Count the lines in the listing below that include the word "chrome". Reply with only the number.

◆ Material:
--------
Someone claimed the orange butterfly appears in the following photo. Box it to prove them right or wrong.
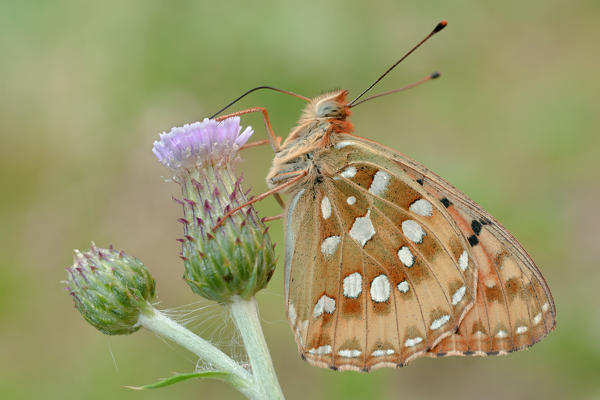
[213,21,556,371]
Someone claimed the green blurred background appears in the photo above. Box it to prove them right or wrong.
[0,0,600,399]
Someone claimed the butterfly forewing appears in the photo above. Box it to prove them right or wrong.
[286,141,488,370]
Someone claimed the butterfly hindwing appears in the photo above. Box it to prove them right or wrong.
[333,135,556,355]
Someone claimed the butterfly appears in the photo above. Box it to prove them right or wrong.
[213,21,556,371]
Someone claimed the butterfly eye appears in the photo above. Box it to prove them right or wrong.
[317,101,344,118]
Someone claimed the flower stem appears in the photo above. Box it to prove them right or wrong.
[229,297,284,399]
[138,306,263,399]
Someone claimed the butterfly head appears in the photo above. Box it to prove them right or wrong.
[300,90,352,125]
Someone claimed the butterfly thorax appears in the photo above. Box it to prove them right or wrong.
[267,90,352,191]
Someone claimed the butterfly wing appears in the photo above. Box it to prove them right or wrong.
[330,135,556,355]
[285,134,555,370]
[285,141,490,370]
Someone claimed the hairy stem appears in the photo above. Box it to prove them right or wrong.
[138,306,263,399]
[229,297,284,399]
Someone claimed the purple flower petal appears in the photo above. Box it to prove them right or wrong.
[152,117,254,172]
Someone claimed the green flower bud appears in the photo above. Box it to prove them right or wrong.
[179,166,276,303]
[67,243,155,335]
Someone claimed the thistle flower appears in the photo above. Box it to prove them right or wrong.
[153,117,275,303]
[67,243,155,335]
[152,117,254,175]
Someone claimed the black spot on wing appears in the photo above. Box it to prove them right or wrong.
[440,197,452,208]
[471,219,481,236]
[469,235,479,247]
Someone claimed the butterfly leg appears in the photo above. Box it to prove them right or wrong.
[215,107,281,153]
[262,214,283,222]
[273,193,286,210]
[213,170,308,231]
[240,136,281,150]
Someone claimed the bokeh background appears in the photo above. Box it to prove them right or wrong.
[0,0,600,400]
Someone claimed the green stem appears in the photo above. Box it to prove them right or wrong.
[229,297,285,400]
[138,306,263,399]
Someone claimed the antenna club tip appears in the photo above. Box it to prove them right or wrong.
[431,19,448,34]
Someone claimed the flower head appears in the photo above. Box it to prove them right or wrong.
[154,117,275,303]
[152,117,254,175]
[67,243,155,335]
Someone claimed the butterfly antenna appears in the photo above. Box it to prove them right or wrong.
[348,20,448,107]
[352,72,442,107]
[209,86,310,119]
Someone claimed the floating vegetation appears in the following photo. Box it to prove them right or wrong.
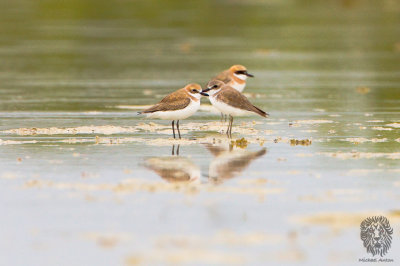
[386,123,400,128]
[290,139,312,146]
[344,138,387,144]
[0,125,138,136]
[231,138,249,149]
[372,127,393,131]
[356,87,371,94]
[317,152,400,160]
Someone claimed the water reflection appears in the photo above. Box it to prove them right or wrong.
[204,144,267,184]
[143,144,267,184]
[144,145,201,183]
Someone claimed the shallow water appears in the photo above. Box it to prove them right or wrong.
[0,0,400,265]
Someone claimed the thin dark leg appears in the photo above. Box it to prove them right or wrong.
[172,120,175,138]
[226,119,231,138]
[229,115,233,138]
[176,120,181,138]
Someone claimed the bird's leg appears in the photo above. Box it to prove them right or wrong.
[172,120,175,139]
[229,115,233,138]
[226,118,231,138]
[176,120,181,139]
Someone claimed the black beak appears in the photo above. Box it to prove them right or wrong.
[245,71,254,78]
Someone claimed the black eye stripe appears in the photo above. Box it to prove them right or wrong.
[235,70,247,75]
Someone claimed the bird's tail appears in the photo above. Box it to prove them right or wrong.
[253,105,269,117]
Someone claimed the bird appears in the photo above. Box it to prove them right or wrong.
[211,65,254,121]
[138,83,208,139]
[202,80,269,138]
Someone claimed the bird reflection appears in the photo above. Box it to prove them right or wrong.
[204,144,267,184]
[144,145,201,183]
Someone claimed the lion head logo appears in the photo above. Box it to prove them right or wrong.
[360,216,393,257]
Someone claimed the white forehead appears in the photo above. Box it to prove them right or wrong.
[188,92,201,99]
[207,88,221,96]
[233,73,247,80]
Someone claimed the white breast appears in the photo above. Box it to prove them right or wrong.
[147,100,200,120]
[210,95,253,116]
[229,80,246,92]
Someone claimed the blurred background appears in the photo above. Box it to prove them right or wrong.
[0,0,400,265]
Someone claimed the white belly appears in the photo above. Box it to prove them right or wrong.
[146,101,200,120]
[209,95,254,116]
[230,81,246,92]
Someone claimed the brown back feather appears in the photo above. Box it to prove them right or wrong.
[142,89,190,113]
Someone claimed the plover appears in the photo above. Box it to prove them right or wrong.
[138,83,208,138]
[211,65,254,92]
[211,65,254,121]
[202,80,268,138]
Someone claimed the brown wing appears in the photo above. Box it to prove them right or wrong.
[213,69,232,84]
[217,86,268,117]
[142,89,190,113]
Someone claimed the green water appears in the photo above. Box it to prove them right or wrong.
[0,0,400,265]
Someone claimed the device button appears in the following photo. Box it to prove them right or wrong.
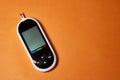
[41,56,44,59]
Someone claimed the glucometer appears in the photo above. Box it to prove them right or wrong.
[17,14,56,72]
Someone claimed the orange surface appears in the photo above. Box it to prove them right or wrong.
[0,0,120,80]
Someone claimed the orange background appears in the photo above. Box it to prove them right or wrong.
[0,0,120,80]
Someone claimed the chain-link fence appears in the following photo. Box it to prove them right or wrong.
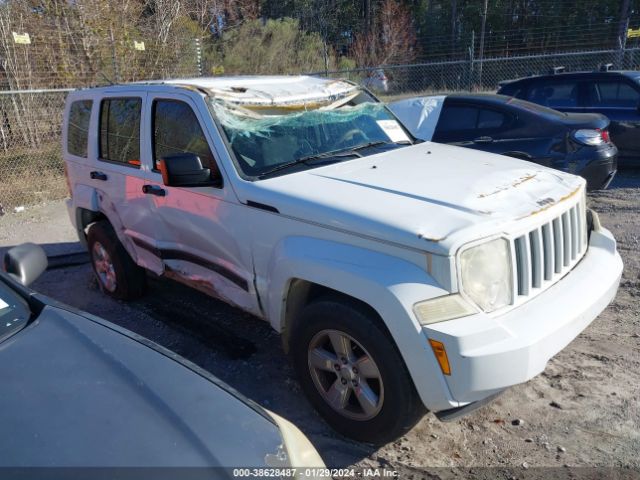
[0,90,68,211]
[314,48,640,98]
[0,48,640,212]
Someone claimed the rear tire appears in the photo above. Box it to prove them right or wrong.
[87,220,147,300]
[291,296,426,445]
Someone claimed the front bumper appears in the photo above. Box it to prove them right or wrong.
[424,228,622,405]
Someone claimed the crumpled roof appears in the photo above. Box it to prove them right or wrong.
[165,75,359,107]
[389,95,446,142]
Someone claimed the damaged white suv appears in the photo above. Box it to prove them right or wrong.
[63,77,622,443]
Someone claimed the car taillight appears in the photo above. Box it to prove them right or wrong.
[573,128,609,145]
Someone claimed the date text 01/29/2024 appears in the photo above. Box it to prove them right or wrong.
[233,468,398,478]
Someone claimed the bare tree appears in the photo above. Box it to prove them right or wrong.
[351,0,415,67]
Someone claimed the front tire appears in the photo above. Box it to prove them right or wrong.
[291,297,425,445]
[87,220,147,300]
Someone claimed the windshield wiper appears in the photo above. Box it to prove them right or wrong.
[258,151,362,178]
[258,140,400,182]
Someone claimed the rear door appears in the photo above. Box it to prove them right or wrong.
[139,92,259,314]
[583,76,640,157]
[86,90,161,273]
[525,77,582,113]
[433,101,539,158]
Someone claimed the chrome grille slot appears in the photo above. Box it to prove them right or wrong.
[552,218,564,273]
[512,191,587,303]
[542,223,555,282]
[562,212,571,267]
[529,229,544,288]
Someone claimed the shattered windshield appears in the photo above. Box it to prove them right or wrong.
[211,98,411,178]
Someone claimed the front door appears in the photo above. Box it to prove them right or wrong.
[139,93,259,314]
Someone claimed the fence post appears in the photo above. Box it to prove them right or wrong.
[616,17,629,70]
[195,38,202,77]
[467,30,476,91]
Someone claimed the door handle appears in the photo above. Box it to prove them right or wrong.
[142,185,167,197]
[89,171,108,182]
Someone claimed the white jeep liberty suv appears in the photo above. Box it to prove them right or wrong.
[63,76,622,443]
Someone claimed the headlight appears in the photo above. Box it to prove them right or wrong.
[460,238,513,312]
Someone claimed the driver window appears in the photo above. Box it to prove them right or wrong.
[153,99,219,177]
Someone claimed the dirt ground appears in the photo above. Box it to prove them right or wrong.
[0,171,640,478]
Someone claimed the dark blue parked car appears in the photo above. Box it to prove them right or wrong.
[389,93,618,190]
[498,68,640,166]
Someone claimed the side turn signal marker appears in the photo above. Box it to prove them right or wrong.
[429,339,451,375]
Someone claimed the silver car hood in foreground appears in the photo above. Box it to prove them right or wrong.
[0,306,282,467]
[246,142,584,254]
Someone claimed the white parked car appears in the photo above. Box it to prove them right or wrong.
[63,76,622,443]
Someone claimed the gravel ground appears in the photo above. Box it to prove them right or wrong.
[0,171,640,478]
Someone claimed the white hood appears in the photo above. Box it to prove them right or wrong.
[239,142,584,254]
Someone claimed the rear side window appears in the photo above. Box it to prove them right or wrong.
[100,98,142,168]
[589,81,640,108]
[437,106,478,133]
[153,100,218,173]
[527,81,578,108]
[67,100,93,158]
[478,109,507,130]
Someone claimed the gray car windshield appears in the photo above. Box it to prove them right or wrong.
[212,100,411,178]
[0,277,31,342]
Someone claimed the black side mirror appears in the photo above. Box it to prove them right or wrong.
[4,243,49,286]
[160,153,220,187]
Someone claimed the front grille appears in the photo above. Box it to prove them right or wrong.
[513,197,587,303]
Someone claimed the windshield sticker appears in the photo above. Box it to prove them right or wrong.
[377,120,410,142]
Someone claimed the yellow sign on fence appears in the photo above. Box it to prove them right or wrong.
[12,32,31,45]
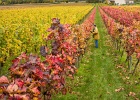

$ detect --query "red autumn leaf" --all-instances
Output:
[0,76,9,84]
[29,55,37,63]
[33,68,43,79]
[38,63,46,70]
[15,79,24,88]
[12,58,20,66]
[6,84,18,93]
[31,87,40,95]
[53,75,60,80]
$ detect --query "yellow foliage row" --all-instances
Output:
[113,6,140,13]
[0,5,93,62]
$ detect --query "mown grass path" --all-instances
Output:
[54,7,126,100]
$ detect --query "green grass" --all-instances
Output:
[53,7,139,100]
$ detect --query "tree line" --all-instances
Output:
[0,0,104,5]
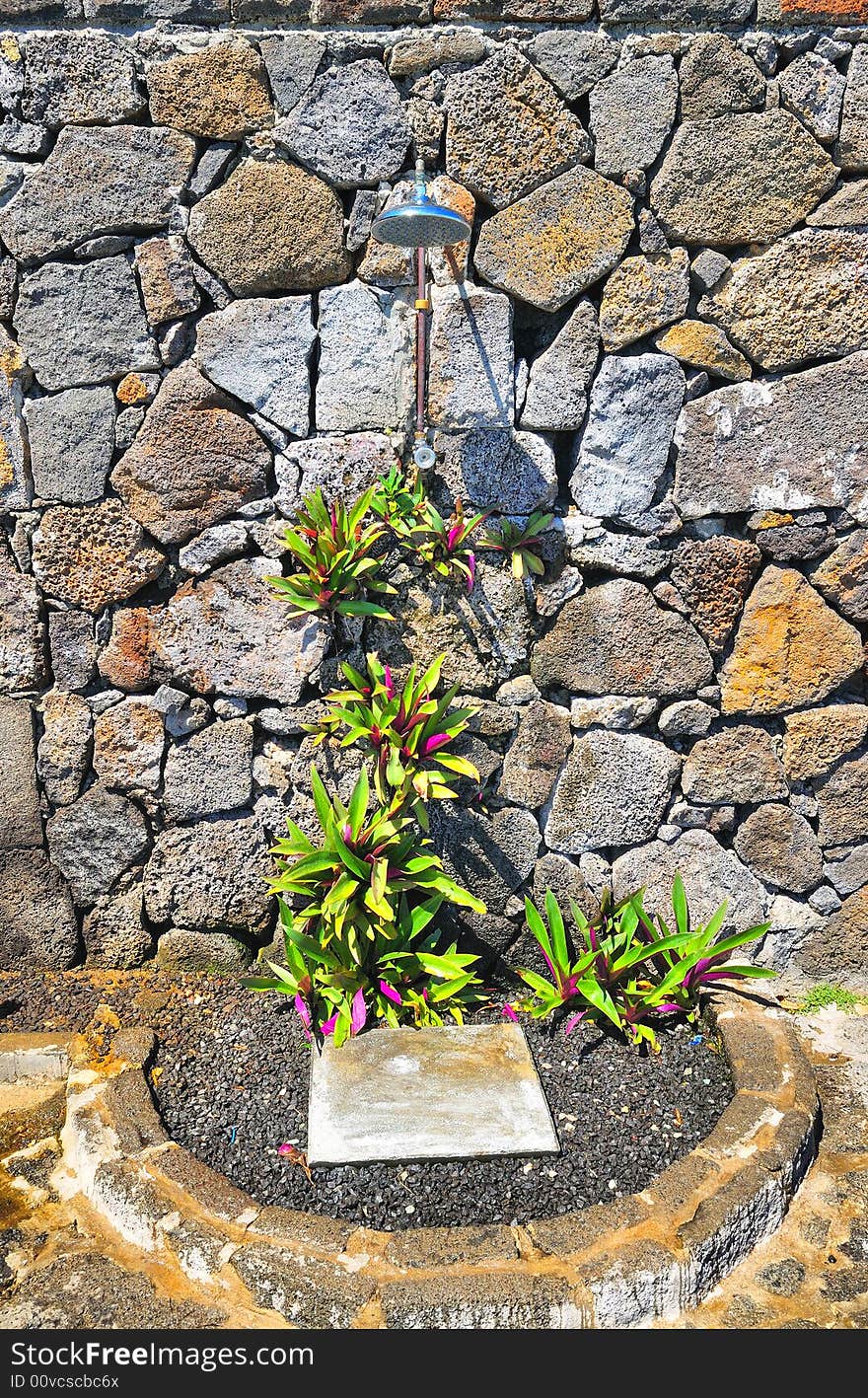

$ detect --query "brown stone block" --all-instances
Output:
[386,1224,519,1268]
[380,1272,587,1330]
[577,1240,691,1330]
[148,1143,258,1223]
[757,0,868,26]
[249,1207,354,1253]
[678,1162,784,1297]
[641,1151,725,1219]
[757,1112,817,1194]
[717,1010,781,1093]
[433,0,594,23]
[232,1243,375,1330]
[0,1083,66,1154]
[692,1093,778,1157]
[105,1067,169,1154]
[311,0,430,24]
[527,1194,649,1257]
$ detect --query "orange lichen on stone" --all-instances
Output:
[116,373,151,406]
[778,0,868,15]
[0,423,16,489]
[100,607,154,692]
[654,320,752,383]
[475,165,633,311]
[720,567,864,713]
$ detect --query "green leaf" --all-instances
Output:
[516,966,560,1005]
[524,898,555,962]
[346,767,371,839]
[311,764,332,831]
[282,926,341,970]
[673,874,690,932]
[545,888,569,969]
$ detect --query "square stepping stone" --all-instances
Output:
[308,1025,560,1164]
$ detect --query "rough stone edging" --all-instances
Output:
[0,996,819,1330]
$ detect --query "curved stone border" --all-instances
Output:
[12,996,819,1330]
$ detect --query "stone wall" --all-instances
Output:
[0,0,868,982]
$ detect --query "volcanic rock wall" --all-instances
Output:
[0,0,868,982]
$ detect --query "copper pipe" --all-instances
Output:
[416,248,428,438]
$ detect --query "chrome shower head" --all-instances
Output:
[371,167,470,248]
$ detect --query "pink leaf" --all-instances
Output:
[422,733,450,758]
[292,995,311,1039]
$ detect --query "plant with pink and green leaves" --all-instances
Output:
[267,486,395,621]
[506,875,774,1052]
[311,653,479,829]
[393,495,486,593]
[245,768,485,1044]
[479,510,555,579]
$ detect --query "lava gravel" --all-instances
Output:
[0,972,733,1230]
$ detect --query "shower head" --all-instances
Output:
[371,167,470,248]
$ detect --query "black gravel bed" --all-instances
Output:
[0,972,733,1230]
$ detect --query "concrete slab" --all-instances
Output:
[308,1025,559,1166]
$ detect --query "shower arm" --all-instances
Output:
[416,237,430,442]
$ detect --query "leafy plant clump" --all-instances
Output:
[267,486,395,621]
[798,982,865,1015]
[479,510,555,579]
[510,875,774,1052]
[311,654,479,831]
[245,656,485,1044]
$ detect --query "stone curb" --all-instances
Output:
[15,996,819,1330]
[0,0,864,33]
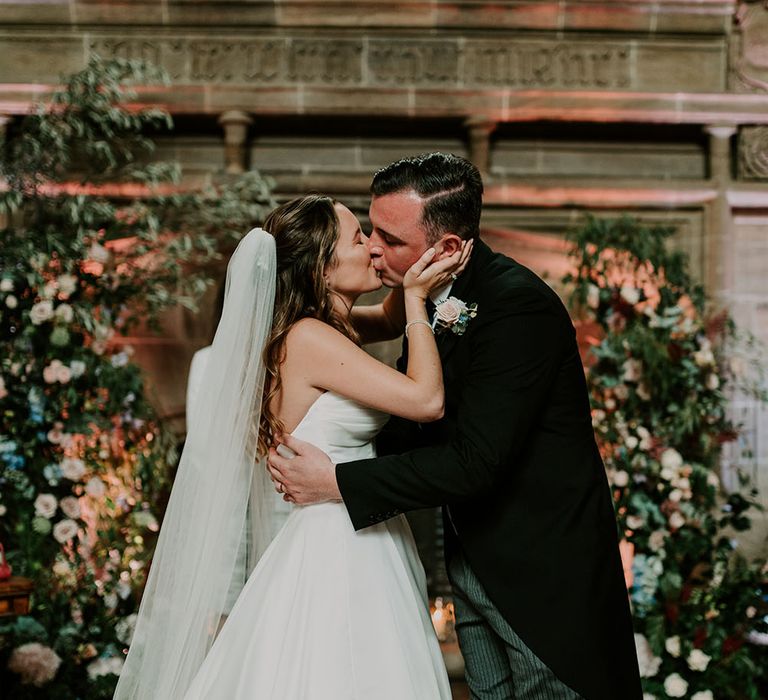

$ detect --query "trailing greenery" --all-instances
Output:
[0,59,274,700]
[564,217,768,700]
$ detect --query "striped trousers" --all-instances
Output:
[448,552,583,700]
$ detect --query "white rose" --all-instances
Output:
[688,649,712,671]
[664,673,688,698]
[61,457,86,481]
[613,384,629,401]
[88,243,110,264]
[693,348,715,367]
[728,357,747,377]
[648,530,667,552]
[85,476,107,498]
[613,469,629,488]
[659,467,677,481]
[669,510,685,530]
[587,284,600,309]
[635,634,661,678]
[661,447,683,469]
[435,297,462,325]
[622,357,643,382]
[55,304,75,323]
[69,360,85,377]
[619,286,640,306]
[43,360,61,384]
[52,559,72,577]
[29,300,53,326]
[691,690,715,700]
[35,493,57,520]
[57,275,77,299]
[110,352,129,367]
[53,518,77,544]
[59,496,80,518]
[664,635,680,658]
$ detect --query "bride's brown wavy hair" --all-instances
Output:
[258,194,359,456]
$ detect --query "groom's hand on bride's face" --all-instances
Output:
[267,435,341,505]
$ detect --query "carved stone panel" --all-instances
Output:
[732,0,768,92]
[739,126,768,180]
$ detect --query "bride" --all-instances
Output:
[114,195,469,700]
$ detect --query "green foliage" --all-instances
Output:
[0,59,274,700]
[564,217,768,700]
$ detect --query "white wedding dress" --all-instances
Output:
[185,392,451,700]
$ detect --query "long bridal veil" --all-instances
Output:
[114,229,276,700]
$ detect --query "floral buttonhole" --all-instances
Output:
[432,297,477,335]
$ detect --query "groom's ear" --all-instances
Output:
[437,233,462,260]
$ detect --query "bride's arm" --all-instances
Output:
[352,287,406,344]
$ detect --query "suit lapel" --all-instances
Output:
[437,239,493,365]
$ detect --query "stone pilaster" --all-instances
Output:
[704,124,736,305]
[219,109,253,175]
[464,116,496,177]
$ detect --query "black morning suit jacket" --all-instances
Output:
[336,241,642,700]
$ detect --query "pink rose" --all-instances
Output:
[435,297,464,326]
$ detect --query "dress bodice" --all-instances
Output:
[292,391,389,464]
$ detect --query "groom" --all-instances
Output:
[269,153,642,700]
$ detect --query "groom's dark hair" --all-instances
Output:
[371,153,483,245]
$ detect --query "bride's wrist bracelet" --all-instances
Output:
[405,318,435,338]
--------
◆ Reply:
2